Where the records below have a line with "sedan", that line is to be copied.

Records
• • • •
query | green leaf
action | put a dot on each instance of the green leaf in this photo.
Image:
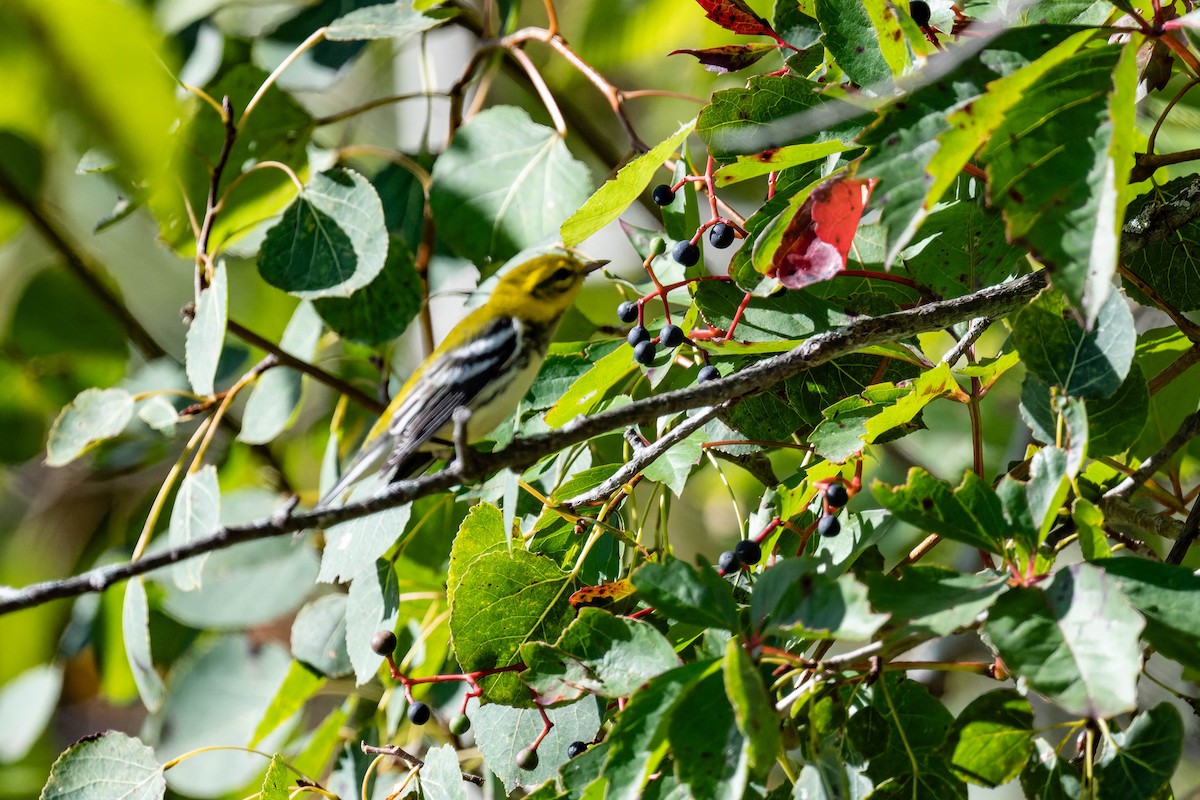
• • • •
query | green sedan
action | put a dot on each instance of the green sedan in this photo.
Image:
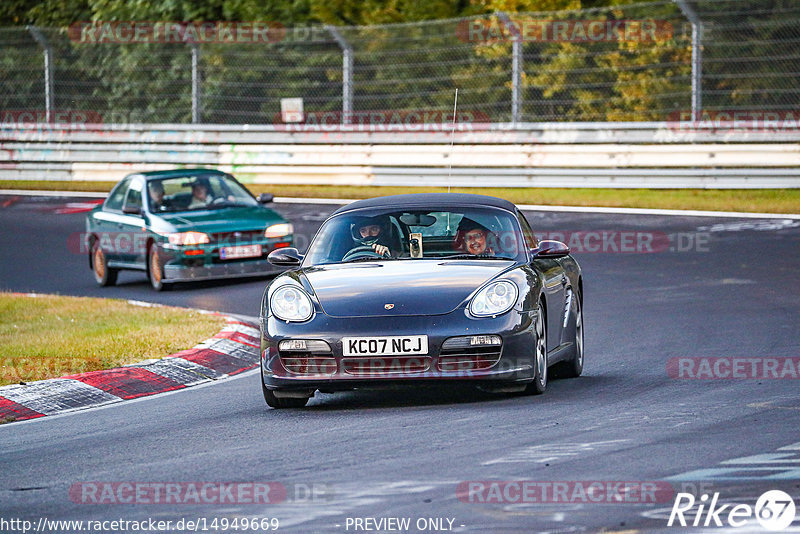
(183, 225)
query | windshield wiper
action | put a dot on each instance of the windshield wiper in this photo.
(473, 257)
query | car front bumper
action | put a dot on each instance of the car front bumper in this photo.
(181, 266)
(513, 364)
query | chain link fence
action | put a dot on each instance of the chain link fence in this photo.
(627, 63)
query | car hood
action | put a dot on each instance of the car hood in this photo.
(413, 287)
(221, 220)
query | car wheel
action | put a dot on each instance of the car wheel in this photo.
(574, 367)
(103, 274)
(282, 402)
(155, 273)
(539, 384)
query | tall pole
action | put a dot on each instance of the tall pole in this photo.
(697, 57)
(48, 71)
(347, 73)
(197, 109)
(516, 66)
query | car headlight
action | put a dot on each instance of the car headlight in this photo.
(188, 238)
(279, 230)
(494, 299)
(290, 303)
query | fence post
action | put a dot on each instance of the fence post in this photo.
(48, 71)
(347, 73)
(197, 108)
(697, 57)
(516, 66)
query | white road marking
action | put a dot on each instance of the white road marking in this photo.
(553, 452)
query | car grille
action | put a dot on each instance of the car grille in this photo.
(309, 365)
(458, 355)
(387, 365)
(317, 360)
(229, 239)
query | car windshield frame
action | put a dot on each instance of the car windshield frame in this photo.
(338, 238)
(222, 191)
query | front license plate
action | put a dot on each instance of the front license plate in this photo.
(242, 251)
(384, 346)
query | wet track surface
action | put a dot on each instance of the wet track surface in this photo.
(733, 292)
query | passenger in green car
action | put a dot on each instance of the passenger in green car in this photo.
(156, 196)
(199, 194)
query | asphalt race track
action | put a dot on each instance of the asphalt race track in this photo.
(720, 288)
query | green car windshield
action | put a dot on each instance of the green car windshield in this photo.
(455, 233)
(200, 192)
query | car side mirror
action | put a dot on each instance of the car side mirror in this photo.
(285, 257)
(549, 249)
• • • •
Final answer
query | green sedan
action | put a dot on each instance of the green sedan in this photo.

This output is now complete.